Required action
Without skipping a line, reproduce the entries exactly.
====== Task input ======
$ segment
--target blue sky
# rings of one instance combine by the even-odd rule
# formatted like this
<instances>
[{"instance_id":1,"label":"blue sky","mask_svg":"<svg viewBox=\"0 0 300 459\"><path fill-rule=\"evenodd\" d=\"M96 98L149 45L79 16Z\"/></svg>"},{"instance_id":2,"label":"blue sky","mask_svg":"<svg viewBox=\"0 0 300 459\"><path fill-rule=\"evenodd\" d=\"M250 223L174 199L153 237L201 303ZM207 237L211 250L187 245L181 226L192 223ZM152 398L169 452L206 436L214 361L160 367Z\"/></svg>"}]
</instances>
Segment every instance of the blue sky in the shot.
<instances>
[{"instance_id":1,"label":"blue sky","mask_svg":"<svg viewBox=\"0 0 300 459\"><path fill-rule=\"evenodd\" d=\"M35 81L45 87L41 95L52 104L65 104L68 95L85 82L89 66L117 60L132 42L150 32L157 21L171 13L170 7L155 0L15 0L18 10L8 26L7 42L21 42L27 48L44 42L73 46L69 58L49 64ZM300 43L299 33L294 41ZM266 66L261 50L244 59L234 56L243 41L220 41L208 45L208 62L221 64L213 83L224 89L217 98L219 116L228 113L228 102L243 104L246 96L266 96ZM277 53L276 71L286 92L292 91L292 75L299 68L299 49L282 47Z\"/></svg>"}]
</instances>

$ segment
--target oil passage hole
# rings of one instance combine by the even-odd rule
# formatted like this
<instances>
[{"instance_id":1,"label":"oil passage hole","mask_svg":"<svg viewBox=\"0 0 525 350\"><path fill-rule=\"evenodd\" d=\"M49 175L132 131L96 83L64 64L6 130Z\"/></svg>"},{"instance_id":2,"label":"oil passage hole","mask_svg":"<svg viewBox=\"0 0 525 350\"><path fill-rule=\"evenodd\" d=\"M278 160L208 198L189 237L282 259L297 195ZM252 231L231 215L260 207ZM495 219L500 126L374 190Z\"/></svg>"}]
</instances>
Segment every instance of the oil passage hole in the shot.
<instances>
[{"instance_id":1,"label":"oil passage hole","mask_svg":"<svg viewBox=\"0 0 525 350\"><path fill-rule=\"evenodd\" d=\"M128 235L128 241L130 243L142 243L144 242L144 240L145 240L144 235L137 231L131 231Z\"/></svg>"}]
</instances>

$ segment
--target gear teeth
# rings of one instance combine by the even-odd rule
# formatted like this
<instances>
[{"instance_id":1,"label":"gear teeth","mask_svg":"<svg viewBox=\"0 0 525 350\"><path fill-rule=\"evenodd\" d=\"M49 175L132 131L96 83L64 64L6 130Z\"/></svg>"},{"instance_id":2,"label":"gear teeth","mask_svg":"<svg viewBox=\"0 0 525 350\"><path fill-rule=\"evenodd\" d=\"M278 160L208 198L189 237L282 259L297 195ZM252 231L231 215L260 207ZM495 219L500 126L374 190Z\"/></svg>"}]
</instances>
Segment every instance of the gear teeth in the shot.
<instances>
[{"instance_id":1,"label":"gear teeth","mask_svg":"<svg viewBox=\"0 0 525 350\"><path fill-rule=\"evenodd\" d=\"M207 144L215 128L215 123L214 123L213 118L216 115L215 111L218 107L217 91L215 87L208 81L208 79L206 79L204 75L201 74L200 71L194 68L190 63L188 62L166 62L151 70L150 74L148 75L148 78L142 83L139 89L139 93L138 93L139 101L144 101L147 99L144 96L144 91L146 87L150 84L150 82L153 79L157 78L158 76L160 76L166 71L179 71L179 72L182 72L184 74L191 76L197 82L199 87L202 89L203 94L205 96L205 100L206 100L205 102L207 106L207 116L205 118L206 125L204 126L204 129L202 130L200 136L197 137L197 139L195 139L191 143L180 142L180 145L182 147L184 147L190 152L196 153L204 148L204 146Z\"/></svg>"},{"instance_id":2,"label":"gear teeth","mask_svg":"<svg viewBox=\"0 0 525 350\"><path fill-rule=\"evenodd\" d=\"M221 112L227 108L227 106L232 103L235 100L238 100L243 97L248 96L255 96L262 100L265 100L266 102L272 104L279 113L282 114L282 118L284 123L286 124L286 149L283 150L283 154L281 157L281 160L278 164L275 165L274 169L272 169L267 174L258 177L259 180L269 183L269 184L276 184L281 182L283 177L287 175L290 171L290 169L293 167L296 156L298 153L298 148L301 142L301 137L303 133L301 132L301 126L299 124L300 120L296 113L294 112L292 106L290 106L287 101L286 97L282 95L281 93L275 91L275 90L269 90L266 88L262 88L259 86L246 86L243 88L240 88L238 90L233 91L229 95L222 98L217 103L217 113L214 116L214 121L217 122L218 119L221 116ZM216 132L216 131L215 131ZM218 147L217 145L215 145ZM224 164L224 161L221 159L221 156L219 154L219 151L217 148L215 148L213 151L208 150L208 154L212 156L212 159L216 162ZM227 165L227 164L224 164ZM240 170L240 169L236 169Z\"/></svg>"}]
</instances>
======
Response below
$ segment
--target blue sky
# rings of one instance combine by the even-odd rule
# formatted like this
<instances>
[{"instance_id":1,"label":"blue sky","mask_svg":"<svg viewBox=\"0 0 300 459\"><path fill-rule=\"evenodd\" d=\"M96 98L149 45L79 16Z\"/></svg>"},{"instance_id":2,"label":"blue sky","mask_svg":"<svg viewBox=\"0 0 300 459\"><path fill-rule=\"evenodd\" d=\"M250 223L174 199L153 237L201 303ZM207 237L211 250L187 245L181 226L192 223ZM152 398L169 452L206 436L214 361L160 367Z\"/></svg>"}]
</instances>
Segment every instance of the blue sky in the shot.
<instances>
[{"instance_id":1,"label":"blue sky","mask_svg":"<svg viewBox=\"0 0 300 459\"><path fill-rule=\"evenodd\" d=\"M35 81L45 87L41 95L52 104L65 104L68 95L85 82L89 66L117 60L132 42L150 32L157 21L171 13L170 7L155 0L15 0L18 10L8 26L7 42L21 42L27 48L44 42L73 46L69 58L49 64ZM300 43L299 33L294 41ZM266 66L261 50L244 59L234 56L243 41L220 41L208 45L208 62L221 64L213 83L224 89L217 98L219 116L228 113L228 102L243 104L246 96L266 96ZM277 53L276 71L286 92L292 91L292 75L299 68L299 49L282 47Z\"/></svg>"}]
</instances>

$ segment
--target oil passage hole
# rings of one instance combine by the even-odd rule
# formatted like this
<instances>
[{"instance_id":1,"label":"oil passage hole","mask_svg":"<svg viewBox=\"0 0 525 350\"><path fill-rule=\"evenodd\" d=\"M49 175L132 131L96 83L64 64L6 130Z\"/></svg>"},{"instance_id":2,"label":"oil passage hole","mask_svg":"<svg viewBox=\"0 0 525 350\"><path fill-rule=\"evenodd\" d=\"M278 160L208 198L189 237L282 259L297 195ZM252 231L231 215L260 207ZM495 219L500 126L374 190Z\"/></svg>"}]
</instances>
Segment every instance of the oil passage hole in the shot.
<instances>
[{"instance_id":1,"label":"oil passage hole","mask_svg":"<svg viewBox=\"0 0 525 350\"><path fill-rule=\"evenodd\" d=\"M128 235L128 241L130 243L142 243L144 242L144 240L145 240L144 235L137 231L131 231Z\"/></svg>"}]
</instances>

$ segment
--target gear teeth
# rings of one instance combine by the even-odd rule
# formatted like this
<instances>
[{"instance_id":1,"label":"gear teeth","mask_svg":"<svg viewBox=\"0 0 525 350\"><path fill-rule=\"evenodd\" d=\"M49 175L132 131L96 83L64 64L6 130Z\"/></svg>"},{"instance_id":2,"label":"gear teeth","mask_svg":"<svg viewBox=\"0 0 525 350\"><path fill-rule=\"evenodd\" d=\"M278 160L208 198L189 237L282 259L297 195ZM252 231L231 215L260 207ZM495 219L500 126L374 190Z\"/></svg>"}]
</instances>
Segment every instance of the gear teeth in the shot.
<instances>
[{"instance_id":1,"label":"gear teeth","mask_svg":"<svg viewBox=\"0 0 525 350\"><path fill-rule=\"evenodd\" d=\"M207 144L215 128L215 123L214 123L213 118L216 115L215 111L218 107L217 91L215 87L208 81L208 79L206 79L204 75L201 74L200 71L194 68L190 63L188 62L166 62L151 70L150 74L148 75L148 78L142 83L139 89L139 93L138 93L139 101L144 101L147 99L144 96L144 91L146 87L150 84L150 82L153 79L157 78L158 76L160 76L166 71L179 71L179 72L182 72L184 74L191 76L197 82L199 87L202 89L203 94L205 96L205 100L206 100L205 102L207 106L207 116L205 118L206 125L204 126L204 129L202 130L200 136L197 137L197 139L195 139L191 143L180 142L180 145L182 147L184 147L190 152L196 153L204 148L204 146Z\"/></svg>"},{"instance_id":2,"label":"gear teeth","mask_svg":"<svg viewBox=\"0 0 525 350\"><path fill-rule=\"evenodd\" d=\"M221 112L227 108L227 106L232 103L235 100L238 100L243 97L248 96L255 96L262 100L265 100L266 102L272 104L279 113L282 114L282 118L284 123L286 124L286 149L283 150L283 154L281 157L281 160L278 164L275 165L274 169L272 169L267 174L258 177L259 180L269 183L269 184L276 184L281 182L283 177L287 175L290 171L290 169L293 167L296 156L298 153L298 148L301 142L301 137L303 133L301 132L301 126L299 124L300 120L296 113L294 112L292 106L290 106L287 101L286 97L282 95L281 93L275 91L275 90L269 90L266 88L262 88L259 86L246 86L243 88L240 88L238 90L233 91L229 95L222 98L217 103L217 113L214 116L214 121L217 122L218 119L221 116ZM216 132L216 131L215 131ZM218 147L217 145L215 145ZM224 164L224 161L221 159L221 156L219 154L219 151L217 148L215 148L213 151L208 150L208 154L212 156L212 159L216 162ZM227 165L227 164L224 164ZM240 170L240 169L236 169Z\"/></svg>"}]
</instances>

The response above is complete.